## PROBLEM TO WORK ON
Could you copy every one of the lines below character for character, without changing or leaving out anything?
[start]
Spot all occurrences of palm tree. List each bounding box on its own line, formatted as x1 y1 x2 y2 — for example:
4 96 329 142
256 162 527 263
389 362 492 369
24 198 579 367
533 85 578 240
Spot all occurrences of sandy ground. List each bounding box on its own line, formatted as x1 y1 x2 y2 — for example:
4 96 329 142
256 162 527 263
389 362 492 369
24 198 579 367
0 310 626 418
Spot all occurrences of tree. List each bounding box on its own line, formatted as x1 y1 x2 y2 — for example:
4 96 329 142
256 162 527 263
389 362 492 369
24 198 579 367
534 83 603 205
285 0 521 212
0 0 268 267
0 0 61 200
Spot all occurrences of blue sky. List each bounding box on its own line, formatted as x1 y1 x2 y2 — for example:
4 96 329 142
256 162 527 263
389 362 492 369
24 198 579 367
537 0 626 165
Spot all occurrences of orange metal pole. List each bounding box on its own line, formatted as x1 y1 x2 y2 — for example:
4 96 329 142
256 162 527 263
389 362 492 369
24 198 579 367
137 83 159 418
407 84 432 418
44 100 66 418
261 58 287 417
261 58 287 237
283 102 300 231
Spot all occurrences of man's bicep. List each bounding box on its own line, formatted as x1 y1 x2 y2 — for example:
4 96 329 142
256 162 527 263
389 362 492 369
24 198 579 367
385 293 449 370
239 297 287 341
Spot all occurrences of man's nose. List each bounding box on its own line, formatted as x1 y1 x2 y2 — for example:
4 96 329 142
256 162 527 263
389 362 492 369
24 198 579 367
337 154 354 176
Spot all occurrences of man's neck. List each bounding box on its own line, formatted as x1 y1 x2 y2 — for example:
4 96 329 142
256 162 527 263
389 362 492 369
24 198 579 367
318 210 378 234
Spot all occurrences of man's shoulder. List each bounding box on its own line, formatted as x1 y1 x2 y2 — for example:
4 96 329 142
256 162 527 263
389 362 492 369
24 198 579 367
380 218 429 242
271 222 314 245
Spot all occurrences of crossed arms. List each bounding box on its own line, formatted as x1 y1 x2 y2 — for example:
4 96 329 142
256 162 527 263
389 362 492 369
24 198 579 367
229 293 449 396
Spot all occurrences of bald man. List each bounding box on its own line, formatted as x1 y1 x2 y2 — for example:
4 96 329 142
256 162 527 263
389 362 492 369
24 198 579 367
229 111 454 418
[end]
## THE ANSWER
Spot all occurrences of palm tree. List each bounding box on its own line, formatted as x1 y1 x2 y2 — for example:
4 96 329 142
256 162 527 263
389 362 492 369
24 198 579 367
533 85 578 240
Spot all occurrences of sandy ground. List each bounding box on its own line, formatted as x1 y1 x2 y2 — for example:
4 96 329 142
256 162 527 263
389 362 492 369
24 198 579 367
0 310 626 418
Spot all occurrences of tree. List each bounding box on its own line, formatted as x1 y1 x2 y2 — for example:
4 96 329 142
256 162 527 263
389 362 492 369
24 198 579 367
534 83 603 205
285 0 521 212
0 0 268 267
0 0 61 200
Spot all occurrences of blue sky. List each bounding box on its own line, formatted as x1 y1 x2 y2 — for example:
4 96 329 142
256 162 527 263
389 362 492 369
24 198 579 367
537 0 626 165
Spot all occurrences of orange metal pole. List each bounding box on its own line, formatted as x1 y1 x2 y2 — for example:
4 96 329 142
256 162 527 263
389 362 492 369
24 198 579 367
137 83 159 418
407 84 432 418
44 100 66 418
261 58 287 417
261 58 287 237
283 102 300 231
Spot all occurrences of man's bicep. List each bounding box on its own line, formatted as x1 y1 x2 y2 — for example:
4 96 329 142
256 162 527 263
389 362 492 369
24 198 579 367
385 293 449 370
239 297 287 341
Spot all occurrences of man's nose. List each bounding box on its own line, formatted as x1 y1 x2 y2 — for example:
4 96 329 142
256 162 527 263
389 362 492 369
24 198 579 367
337 154 354 176
Spot all occurrences of man's neck. List each bounding box on its own line, formatted as x1 y1 x2 y2 — for example:
4 96 329 142
256 162 527 263
389 362 492 369
24 198 579 367
318 210 378 234
Spot all occurrences of man's shoulder. List each bounding box on its own line, formatted as x1 y1 x2 y2 — for example:
4 96 329 142
256 162 527 263
389 362 492 369
24 198 579 367
380 218 429 242
271 222 314 245
Spot all occurrences of crossed arms. List each bounding box on its own line, formatted as x1 y1 x2 y2 — for example:
4 96 329 142
256 162 527 263
389 362 492 369
24 198 579 367
229 293 449 396
Spot all occurrences of bald man. List each bounding box on its own line, formatted as x1 y1 x2 y2 — for example:
4 96 329 142
256 162 527 263
389 362 492 369
24 198 579 367
229 111 454 418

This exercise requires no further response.